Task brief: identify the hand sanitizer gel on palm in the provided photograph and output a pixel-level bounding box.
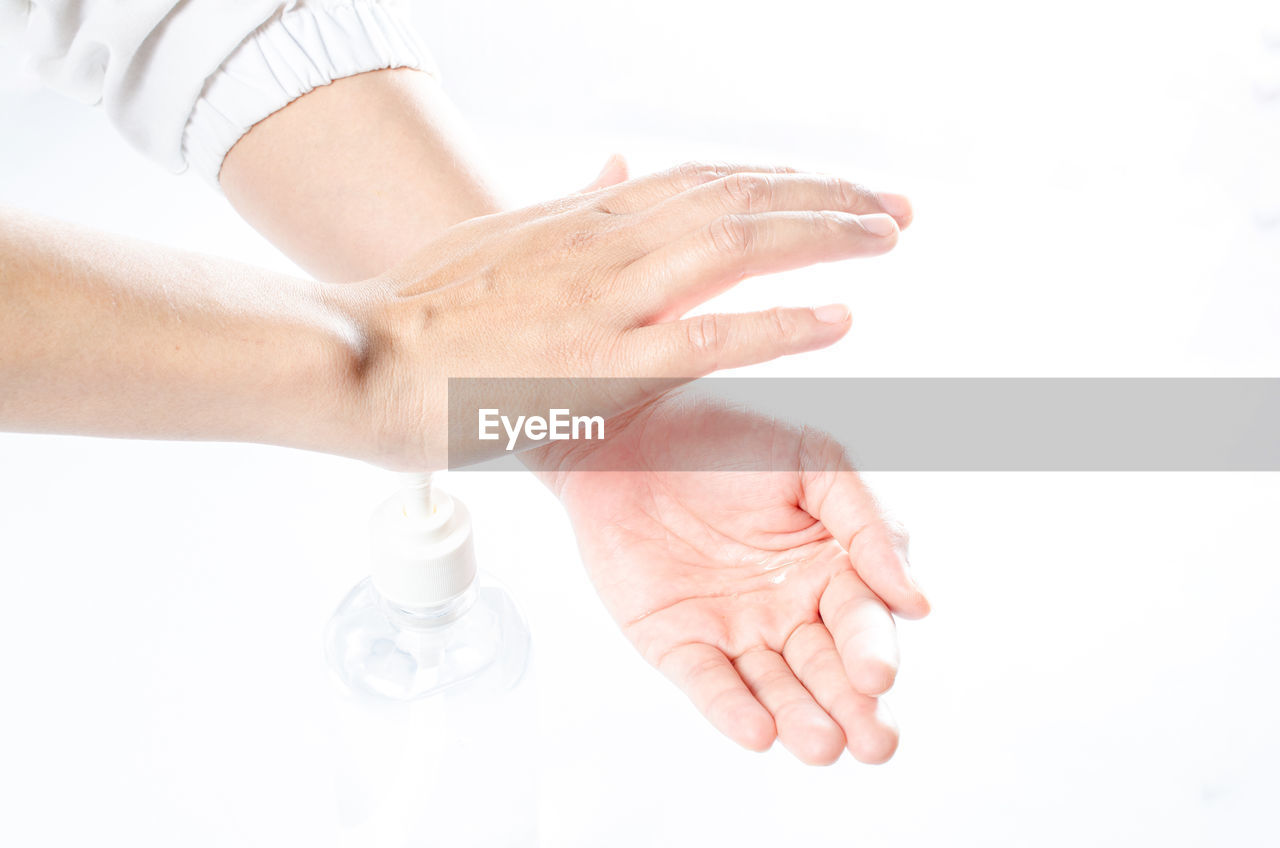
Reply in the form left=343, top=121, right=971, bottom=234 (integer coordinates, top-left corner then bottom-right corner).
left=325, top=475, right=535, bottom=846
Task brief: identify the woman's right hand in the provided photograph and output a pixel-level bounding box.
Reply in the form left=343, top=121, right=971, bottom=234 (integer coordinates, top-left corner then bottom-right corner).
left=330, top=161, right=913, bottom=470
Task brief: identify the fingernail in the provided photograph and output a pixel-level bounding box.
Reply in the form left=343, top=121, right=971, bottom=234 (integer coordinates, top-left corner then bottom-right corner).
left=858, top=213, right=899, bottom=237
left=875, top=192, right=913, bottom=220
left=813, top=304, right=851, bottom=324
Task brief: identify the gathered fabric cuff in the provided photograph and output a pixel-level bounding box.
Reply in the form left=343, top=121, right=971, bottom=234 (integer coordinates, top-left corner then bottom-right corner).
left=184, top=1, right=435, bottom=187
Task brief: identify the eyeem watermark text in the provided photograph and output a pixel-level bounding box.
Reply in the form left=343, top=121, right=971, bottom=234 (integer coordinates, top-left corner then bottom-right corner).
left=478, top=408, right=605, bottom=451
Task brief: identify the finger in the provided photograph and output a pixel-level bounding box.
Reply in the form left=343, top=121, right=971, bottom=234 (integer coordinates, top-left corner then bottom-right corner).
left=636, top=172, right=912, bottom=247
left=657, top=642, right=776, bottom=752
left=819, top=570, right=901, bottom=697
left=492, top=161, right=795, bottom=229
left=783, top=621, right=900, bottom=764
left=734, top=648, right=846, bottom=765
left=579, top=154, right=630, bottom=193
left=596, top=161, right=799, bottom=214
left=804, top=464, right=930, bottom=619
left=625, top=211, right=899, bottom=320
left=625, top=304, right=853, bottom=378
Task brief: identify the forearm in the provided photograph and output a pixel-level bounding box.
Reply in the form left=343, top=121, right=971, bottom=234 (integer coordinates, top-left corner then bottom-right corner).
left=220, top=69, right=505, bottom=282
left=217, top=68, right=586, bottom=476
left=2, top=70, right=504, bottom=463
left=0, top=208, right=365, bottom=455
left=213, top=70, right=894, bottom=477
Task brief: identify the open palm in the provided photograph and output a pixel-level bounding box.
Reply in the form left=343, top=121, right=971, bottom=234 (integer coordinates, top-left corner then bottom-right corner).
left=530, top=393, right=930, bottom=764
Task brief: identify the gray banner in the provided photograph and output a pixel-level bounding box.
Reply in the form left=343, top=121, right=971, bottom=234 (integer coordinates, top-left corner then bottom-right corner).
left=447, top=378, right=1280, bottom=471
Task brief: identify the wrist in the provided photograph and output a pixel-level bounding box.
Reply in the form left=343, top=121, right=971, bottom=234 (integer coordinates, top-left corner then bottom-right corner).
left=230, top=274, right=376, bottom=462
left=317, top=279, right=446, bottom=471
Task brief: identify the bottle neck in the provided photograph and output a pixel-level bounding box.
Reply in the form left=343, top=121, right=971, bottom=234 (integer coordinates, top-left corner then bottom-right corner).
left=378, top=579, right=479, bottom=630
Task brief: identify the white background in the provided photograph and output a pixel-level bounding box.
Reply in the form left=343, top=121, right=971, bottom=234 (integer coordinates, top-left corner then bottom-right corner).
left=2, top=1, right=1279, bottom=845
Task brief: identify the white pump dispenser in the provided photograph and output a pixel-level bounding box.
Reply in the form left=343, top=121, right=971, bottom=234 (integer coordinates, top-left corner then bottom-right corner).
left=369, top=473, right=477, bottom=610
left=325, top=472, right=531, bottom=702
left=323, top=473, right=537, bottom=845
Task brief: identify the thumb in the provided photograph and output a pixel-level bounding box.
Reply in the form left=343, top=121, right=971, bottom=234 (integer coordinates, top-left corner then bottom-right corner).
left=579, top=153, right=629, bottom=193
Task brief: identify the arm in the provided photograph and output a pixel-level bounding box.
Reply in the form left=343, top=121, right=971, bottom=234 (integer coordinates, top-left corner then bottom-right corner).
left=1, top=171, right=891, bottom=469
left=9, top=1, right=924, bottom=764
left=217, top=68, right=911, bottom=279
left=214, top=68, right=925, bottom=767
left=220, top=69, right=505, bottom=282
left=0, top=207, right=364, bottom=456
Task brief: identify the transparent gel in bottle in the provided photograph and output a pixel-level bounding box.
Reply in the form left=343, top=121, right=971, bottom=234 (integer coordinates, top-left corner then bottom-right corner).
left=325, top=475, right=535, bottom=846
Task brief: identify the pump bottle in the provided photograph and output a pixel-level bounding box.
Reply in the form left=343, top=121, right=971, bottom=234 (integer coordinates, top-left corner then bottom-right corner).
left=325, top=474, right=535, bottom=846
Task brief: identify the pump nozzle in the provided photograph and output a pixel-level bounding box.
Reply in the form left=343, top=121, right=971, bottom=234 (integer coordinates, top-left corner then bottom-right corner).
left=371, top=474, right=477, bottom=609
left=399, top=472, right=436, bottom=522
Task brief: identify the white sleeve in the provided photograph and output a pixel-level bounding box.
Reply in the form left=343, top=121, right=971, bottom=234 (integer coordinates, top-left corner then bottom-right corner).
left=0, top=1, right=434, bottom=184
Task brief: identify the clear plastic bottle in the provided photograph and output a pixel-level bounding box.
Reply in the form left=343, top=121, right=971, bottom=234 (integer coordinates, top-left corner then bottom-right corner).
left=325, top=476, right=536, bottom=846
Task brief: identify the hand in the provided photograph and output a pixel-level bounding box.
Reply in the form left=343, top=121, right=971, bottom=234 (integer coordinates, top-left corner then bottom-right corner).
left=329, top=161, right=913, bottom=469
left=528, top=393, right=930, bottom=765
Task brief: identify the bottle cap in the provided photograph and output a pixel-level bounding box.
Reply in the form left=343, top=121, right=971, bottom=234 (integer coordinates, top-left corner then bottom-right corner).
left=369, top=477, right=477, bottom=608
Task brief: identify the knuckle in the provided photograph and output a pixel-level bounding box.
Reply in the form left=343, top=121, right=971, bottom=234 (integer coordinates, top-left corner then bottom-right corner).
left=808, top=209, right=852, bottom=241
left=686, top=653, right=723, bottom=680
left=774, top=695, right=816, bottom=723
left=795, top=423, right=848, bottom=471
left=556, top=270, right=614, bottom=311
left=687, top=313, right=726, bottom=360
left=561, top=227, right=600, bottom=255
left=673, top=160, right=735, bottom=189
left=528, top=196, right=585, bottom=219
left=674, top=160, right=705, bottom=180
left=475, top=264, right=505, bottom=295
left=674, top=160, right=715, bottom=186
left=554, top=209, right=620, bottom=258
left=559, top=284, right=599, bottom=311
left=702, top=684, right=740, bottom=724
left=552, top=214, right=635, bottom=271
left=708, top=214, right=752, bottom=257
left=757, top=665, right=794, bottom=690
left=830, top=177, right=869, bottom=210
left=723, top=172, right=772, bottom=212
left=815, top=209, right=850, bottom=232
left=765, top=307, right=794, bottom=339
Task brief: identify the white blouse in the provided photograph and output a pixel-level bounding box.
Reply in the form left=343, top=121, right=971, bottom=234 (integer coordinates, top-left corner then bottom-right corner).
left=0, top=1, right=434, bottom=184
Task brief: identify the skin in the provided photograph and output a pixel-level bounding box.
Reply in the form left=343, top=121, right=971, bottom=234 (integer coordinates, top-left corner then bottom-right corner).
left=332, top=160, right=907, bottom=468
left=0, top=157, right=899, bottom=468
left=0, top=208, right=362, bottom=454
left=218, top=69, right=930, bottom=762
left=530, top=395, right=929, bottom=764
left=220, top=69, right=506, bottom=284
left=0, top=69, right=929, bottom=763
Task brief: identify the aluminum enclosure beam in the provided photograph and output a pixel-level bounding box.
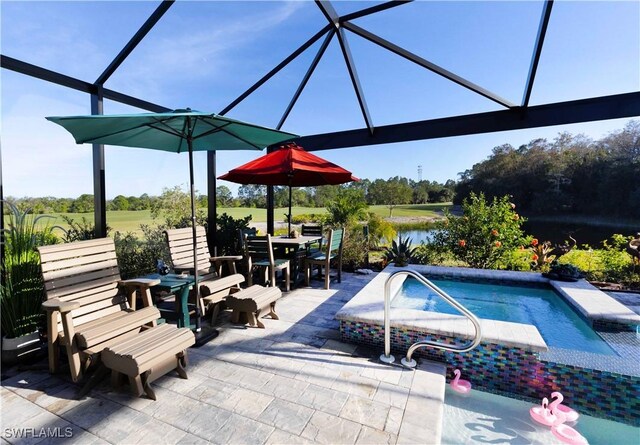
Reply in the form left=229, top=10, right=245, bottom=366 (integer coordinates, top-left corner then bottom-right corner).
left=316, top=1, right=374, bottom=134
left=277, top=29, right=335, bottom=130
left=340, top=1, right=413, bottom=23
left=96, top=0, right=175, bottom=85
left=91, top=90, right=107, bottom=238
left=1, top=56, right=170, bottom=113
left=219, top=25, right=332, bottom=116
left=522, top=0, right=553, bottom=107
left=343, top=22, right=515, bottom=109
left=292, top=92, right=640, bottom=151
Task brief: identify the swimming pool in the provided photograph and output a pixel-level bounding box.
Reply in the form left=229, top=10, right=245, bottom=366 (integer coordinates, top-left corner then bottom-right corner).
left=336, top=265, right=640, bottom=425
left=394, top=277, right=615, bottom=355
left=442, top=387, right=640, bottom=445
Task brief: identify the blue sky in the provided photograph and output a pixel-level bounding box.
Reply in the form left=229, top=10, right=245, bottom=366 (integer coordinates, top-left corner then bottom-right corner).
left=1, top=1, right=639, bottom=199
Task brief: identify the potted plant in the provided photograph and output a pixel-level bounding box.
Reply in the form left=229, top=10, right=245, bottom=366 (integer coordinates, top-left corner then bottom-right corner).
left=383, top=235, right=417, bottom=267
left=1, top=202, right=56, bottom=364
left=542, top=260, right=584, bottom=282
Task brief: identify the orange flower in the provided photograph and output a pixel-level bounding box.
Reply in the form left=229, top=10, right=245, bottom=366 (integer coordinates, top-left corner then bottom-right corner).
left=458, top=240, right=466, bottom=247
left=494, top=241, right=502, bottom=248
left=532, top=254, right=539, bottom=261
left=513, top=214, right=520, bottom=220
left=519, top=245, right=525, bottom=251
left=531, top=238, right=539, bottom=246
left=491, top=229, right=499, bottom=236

Work to complete: Throughout the listing, how many lines contain the string "hand"? Give the number on its own.

Solution: 3